-------- RECORD EXTRACTS --------

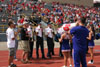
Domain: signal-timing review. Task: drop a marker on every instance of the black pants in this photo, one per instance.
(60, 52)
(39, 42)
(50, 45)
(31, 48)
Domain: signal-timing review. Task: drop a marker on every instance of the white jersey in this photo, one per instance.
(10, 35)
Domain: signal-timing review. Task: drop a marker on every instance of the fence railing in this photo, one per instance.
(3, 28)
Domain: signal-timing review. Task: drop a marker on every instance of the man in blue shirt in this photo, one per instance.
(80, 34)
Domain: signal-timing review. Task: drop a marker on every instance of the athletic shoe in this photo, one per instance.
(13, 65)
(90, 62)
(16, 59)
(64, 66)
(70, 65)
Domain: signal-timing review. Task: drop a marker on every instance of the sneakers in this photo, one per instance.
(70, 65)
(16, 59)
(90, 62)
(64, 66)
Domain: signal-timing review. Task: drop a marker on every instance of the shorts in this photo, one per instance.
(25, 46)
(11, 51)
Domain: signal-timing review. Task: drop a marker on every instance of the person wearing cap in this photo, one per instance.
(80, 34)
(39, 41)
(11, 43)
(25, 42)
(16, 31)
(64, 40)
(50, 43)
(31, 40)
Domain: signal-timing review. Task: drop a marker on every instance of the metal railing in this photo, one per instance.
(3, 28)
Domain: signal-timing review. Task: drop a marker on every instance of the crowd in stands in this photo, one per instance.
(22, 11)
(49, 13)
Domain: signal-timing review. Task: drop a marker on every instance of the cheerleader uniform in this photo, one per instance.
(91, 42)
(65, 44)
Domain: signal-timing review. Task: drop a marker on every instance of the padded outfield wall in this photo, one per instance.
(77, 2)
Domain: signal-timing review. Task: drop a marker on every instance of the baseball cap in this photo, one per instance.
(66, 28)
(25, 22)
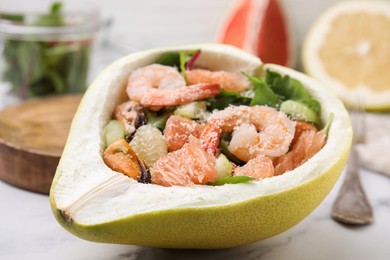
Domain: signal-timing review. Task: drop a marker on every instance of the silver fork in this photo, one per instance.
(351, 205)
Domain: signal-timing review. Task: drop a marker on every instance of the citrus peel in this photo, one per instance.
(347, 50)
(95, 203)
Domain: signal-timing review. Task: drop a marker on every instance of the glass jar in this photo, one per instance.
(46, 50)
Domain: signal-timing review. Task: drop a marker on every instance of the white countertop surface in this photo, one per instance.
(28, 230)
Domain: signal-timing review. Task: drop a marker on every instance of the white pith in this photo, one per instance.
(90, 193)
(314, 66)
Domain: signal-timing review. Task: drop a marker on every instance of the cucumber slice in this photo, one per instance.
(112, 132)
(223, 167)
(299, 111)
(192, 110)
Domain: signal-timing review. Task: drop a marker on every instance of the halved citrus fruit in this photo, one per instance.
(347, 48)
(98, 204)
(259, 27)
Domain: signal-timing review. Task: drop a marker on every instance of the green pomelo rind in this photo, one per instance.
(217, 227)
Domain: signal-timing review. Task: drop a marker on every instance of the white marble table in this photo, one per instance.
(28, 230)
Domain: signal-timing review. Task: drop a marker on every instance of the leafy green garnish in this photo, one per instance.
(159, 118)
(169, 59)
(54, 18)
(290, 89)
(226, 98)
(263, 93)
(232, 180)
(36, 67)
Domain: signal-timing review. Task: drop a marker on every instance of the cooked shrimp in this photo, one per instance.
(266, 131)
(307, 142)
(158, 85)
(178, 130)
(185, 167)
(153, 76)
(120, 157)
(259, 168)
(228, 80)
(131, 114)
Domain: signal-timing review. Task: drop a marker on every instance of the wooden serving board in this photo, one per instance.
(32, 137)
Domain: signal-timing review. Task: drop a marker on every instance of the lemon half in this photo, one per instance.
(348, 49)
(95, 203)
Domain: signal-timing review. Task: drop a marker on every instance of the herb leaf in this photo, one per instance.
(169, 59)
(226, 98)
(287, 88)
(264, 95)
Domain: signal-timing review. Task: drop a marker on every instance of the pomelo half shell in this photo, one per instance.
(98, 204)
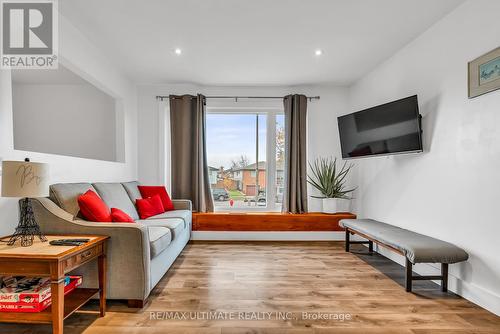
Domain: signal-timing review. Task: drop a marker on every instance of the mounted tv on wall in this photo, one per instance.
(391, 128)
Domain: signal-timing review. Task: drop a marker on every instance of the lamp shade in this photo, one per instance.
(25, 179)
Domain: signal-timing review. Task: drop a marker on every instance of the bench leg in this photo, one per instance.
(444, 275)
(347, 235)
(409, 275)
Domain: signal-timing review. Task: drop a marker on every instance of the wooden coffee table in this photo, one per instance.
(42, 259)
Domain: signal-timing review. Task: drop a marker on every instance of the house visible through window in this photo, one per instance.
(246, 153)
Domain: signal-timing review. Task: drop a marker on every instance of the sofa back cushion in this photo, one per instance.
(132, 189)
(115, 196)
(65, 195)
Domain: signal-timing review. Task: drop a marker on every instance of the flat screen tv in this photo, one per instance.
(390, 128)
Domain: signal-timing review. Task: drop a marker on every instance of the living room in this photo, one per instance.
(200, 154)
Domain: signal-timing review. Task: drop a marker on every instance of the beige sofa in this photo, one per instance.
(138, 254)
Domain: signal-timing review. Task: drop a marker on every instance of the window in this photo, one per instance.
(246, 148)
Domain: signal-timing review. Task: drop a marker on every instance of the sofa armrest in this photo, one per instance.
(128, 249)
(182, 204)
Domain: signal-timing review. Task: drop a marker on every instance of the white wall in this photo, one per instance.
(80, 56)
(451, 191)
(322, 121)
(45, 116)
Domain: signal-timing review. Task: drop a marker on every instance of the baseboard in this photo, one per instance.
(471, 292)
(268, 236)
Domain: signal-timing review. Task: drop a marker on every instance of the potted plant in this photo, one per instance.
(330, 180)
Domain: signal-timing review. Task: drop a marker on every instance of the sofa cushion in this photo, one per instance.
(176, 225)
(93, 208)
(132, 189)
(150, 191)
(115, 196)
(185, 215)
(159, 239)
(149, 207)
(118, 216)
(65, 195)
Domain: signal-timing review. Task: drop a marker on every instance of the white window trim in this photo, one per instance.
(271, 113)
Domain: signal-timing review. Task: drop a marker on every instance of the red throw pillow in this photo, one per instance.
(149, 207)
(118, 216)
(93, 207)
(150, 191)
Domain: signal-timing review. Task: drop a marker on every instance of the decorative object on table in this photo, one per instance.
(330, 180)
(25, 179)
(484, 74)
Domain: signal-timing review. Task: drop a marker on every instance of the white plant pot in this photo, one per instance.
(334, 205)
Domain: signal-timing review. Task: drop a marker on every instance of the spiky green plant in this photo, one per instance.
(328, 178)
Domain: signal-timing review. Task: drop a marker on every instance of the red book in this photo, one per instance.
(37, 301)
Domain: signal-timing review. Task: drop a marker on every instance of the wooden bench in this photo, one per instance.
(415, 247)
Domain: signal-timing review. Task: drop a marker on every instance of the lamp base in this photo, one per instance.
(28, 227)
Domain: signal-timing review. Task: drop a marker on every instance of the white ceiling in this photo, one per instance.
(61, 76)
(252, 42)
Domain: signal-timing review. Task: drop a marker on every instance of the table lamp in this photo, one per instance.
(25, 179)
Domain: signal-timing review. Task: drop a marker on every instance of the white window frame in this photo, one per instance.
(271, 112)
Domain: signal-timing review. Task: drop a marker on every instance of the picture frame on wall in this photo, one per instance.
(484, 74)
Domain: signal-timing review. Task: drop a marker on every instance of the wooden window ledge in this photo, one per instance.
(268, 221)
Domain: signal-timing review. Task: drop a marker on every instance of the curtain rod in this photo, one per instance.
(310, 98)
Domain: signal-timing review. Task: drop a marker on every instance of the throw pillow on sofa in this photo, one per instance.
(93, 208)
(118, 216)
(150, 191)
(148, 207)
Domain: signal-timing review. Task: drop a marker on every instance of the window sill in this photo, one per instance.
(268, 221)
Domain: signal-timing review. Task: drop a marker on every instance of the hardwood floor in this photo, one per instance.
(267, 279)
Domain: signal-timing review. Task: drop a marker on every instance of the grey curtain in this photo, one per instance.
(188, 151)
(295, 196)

--------
-------- RECORD EXTRACTS --------

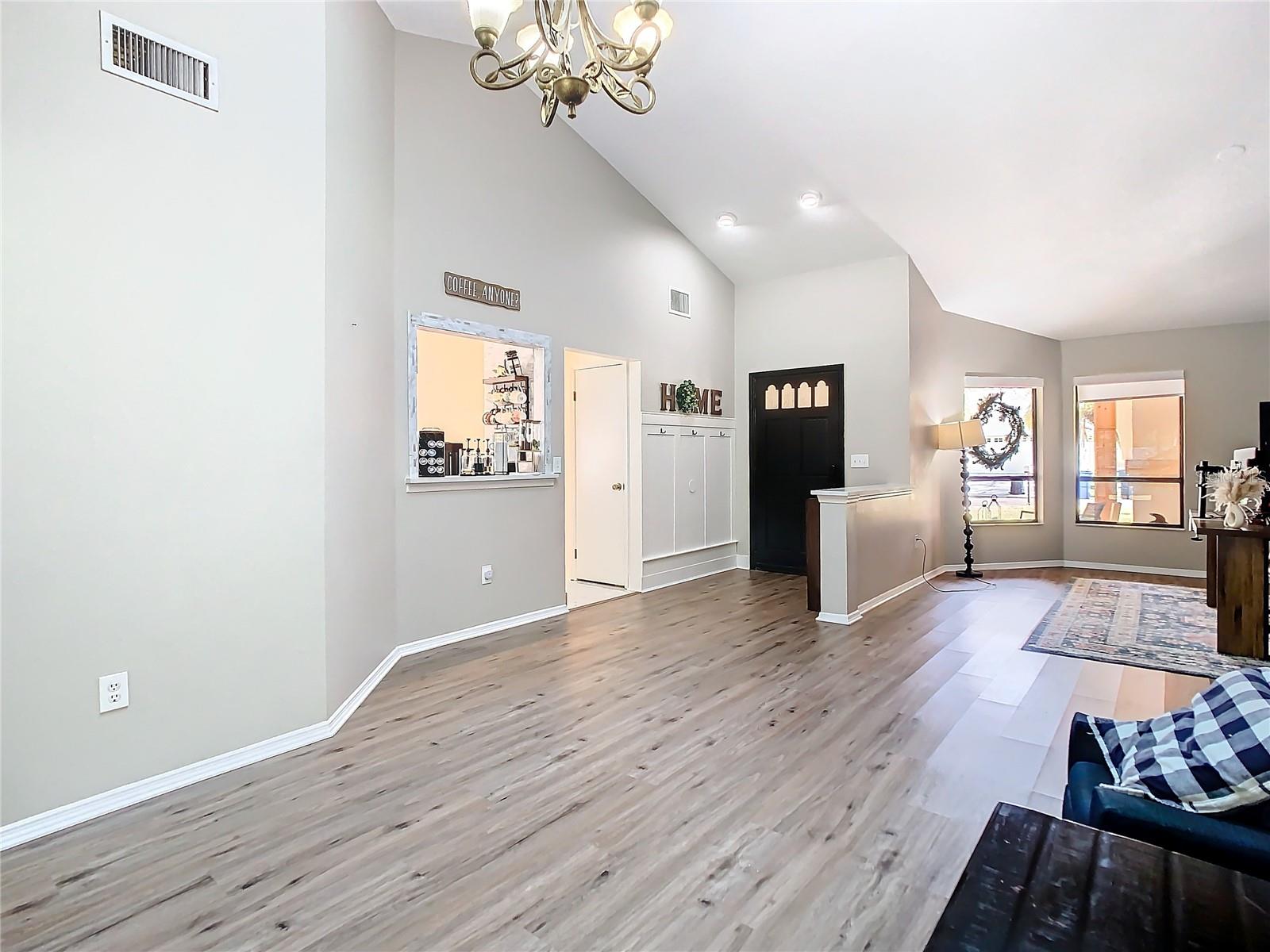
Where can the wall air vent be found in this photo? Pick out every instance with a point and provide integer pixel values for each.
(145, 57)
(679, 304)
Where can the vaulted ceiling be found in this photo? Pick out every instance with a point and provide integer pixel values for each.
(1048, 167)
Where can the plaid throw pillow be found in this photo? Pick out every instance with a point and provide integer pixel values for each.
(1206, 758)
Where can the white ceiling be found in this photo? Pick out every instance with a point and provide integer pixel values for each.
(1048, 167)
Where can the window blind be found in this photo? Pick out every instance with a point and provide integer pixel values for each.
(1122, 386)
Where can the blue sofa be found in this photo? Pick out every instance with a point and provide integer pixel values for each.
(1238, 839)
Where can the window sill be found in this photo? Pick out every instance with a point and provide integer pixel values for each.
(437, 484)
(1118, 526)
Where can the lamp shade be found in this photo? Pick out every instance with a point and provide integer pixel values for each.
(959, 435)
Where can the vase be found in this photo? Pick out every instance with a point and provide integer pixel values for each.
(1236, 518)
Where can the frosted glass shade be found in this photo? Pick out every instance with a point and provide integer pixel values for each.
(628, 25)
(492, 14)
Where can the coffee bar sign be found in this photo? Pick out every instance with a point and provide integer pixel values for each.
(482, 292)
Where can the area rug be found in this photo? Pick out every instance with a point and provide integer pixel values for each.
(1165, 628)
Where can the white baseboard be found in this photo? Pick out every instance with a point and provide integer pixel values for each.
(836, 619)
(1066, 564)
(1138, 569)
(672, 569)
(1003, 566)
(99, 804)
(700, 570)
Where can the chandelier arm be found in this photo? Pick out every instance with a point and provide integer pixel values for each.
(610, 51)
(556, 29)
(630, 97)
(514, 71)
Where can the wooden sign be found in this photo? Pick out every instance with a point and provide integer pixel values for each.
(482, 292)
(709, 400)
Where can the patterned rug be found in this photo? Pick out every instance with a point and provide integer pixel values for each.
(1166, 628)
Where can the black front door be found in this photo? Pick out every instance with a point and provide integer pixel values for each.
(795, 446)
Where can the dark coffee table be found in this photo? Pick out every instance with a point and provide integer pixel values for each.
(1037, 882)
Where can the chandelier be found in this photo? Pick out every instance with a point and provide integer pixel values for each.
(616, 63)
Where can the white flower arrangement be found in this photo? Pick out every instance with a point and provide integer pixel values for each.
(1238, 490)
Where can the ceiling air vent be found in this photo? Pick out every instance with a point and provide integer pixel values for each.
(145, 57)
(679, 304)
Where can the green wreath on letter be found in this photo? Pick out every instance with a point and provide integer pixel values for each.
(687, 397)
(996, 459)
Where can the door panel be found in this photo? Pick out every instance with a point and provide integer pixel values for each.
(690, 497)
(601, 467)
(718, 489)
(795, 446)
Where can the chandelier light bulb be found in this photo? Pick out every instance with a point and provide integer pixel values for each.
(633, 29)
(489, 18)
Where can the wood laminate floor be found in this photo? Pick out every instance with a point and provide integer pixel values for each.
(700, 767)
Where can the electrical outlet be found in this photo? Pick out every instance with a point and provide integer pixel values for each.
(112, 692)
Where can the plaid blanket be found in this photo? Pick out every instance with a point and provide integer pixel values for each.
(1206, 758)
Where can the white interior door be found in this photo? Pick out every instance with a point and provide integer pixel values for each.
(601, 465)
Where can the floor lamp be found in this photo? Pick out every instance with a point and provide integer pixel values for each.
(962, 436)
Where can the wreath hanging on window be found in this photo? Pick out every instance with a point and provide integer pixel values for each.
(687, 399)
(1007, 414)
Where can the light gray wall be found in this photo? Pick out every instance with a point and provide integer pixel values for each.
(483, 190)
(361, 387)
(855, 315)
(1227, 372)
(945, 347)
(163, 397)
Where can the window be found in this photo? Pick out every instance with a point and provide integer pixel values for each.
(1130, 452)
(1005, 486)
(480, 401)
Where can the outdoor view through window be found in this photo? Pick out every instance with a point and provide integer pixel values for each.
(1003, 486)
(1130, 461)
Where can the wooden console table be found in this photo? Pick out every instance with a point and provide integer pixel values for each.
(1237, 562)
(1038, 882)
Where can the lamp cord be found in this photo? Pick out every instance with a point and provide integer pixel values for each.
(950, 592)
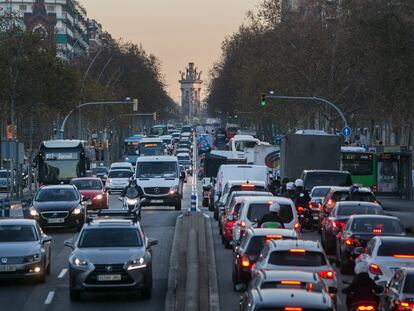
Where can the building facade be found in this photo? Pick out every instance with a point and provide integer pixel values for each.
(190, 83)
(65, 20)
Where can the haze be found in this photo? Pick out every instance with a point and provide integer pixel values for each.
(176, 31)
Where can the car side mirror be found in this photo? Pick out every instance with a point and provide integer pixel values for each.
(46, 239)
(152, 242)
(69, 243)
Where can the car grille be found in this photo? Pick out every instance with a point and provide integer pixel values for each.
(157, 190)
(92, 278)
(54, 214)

--------

### AIM OF THE EXERCISE
Reproduce the material character for character, beginning at the line containing "Where can the white interior" and ending after the line containing "(1007, 414)".

### CORRECT RESULT
Where can the white interior door be found in this photo? Pick out every instance with a point and provide integer pixel values for each.
(601, 465)
Where can the floor lamp be found in this photo? Pick out every instance with a point and provide integer pixel values for each.
(962, 436)
Where can the wreath hanging on window be found in this photo? Pick out every instance with a point and provide integer pixel values for each.
(687, 399)
(1007, 414)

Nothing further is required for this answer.